══ ESTRATTO DEL TESTO ══

Se l’eredità comprende beni
situati in uno
Stato terzo, l’organo giurisdizionale adito per decidere sulla
successione può, su richiesta
di una delle parti, astenersi
dal decidere su
uno o più di tali beni qualora si possa supporre che la sua decisione sui beni in
questione non sarà
riconosciuta né, se del caso, dichiarata esecutiva in tale Stato
terzo. 2.
Il paragrafo 1 non pregiudica il diritto delle parti di limitare l’oggetto
del procedimento ai sensi della legge dello Stato membro dell’organo
giurisdizionale adito. Articolo
13 Accettazione
o rinuncia dell’eredità, di un legato o di una quota di legittima Oltre
all’organo giurisdizionale competente a decidere sulla successione ai sensi
del presente regolamento, gli organi giurisdizionali dello Stato membro di residenza abituale di qualsiasi persona che,
in base alla legge applicabile alla successione, può rendere dinanzi a un
organo giurisdizionale una dichiarazione di accettazione dell’eredità, di un legato o di una
quota, oppure una dichiarazione diretta a limitare la responsabilità della
persona interessata in relazione alle passività ereditarie, sono competenti a ricevere tali dichiarazioni
quando, in base alla legge di tale Stato membro, dette dichiarazioni possono
essere rese dinanzi ad un organo giurisdizionale. |
[Davì e Zanobetti]
Le norme sulla competenza
stabilite dal regolamento si applicano — con l’eccezione prevista dal par. 2
dell’art. 10 — «all’intera successione» e quindi riguardano tutti i beni facenti parte
dell’asse ereditario, ovunque essi si trovino. Il legislatore europeo ha
tuttavia voluto tener conto del fatto che alcuni Stati
rivendicano la competenza esclusiva delle loro
autorità giurisdizionali per l’adozione di provvedimenti concernenti beni situati sul loro territorio,
in particolare quando si tratta di immobili, e non
sono pertanto disposti
a riconoscere le decisioni emanate in
merito a detti beni dai giudici di altri paesi.

═══

> **COMPITI RICHIESTI**
1. Indica se ciascuna affermazione concorda con l'estratto del testo, rispondendo sì o no e citando fedelmente le parole del testo che lo stabiliscono: (a) l'organo giurisdizionale può astenersi dal decidere su beni situati in uno Stato terzo anche senza che nessuna parte lo chieda; (b) le norme sulla competenza del regolamento riguardano tutti i beni dell'asse ereditario, ovunque si trovino; (c) il paragrafo 1 toglie alle parti il diritto di limitare l'oggetto del procedimento.
2. Secondo l'estratto del testo, per quale tipo di beni in particolare alcuni Stati rivendicano la competenza esclusiva delle loro autorità giurisdizionali?
I record non hanno alcun ruolo in questo lavoro.

══ ESTRATTI DEI RECORD ══

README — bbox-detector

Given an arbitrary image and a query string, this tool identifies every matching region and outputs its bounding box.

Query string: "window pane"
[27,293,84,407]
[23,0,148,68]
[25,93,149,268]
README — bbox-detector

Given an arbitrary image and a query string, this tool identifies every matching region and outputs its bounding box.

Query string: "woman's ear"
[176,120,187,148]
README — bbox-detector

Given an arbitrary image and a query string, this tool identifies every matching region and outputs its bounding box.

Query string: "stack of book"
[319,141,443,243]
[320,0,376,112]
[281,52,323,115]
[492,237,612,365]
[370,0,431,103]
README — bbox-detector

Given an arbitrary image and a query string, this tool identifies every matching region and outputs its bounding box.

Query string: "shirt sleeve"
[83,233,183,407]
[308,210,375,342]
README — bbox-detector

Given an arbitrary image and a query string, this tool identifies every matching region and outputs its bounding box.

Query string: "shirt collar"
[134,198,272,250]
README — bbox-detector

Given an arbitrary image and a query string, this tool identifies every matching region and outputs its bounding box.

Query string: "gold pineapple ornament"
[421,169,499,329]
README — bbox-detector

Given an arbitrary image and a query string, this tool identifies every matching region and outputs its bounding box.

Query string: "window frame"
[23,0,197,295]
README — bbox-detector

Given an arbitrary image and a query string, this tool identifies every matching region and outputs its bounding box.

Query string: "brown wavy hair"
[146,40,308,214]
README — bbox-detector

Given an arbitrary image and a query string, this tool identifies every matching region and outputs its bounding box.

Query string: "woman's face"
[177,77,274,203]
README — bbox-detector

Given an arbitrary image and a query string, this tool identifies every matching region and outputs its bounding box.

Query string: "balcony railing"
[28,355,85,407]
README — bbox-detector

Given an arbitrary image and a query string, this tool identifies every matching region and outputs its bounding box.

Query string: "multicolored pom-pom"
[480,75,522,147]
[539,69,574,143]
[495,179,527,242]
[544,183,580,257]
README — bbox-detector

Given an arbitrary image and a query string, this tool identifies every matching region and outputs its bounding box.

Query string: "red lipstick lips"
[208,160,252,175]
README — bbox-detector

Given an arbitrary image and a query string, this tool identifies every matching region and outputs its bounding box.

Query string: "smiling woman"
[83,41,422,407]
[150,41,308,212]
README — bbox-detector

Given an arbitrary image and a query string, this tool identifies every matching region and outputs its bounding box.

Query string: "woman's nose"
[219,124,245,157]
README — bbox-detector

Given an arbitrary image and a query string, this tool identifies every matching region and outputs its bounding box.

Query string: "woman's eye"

═══

> **SOLUZIONI PER COMPITO**
1.
(a) No: «su richiesta di una delle parti».
(b) Sì: «riguardano tutti i beni facenti parte dell’asse ereditario, ovunque essi si trovino».
(c) No: «Il paragrafo 1 non pregiudica il diritto delle parti di limitare l’oggetto del procedimento».

2. Per gli immobili.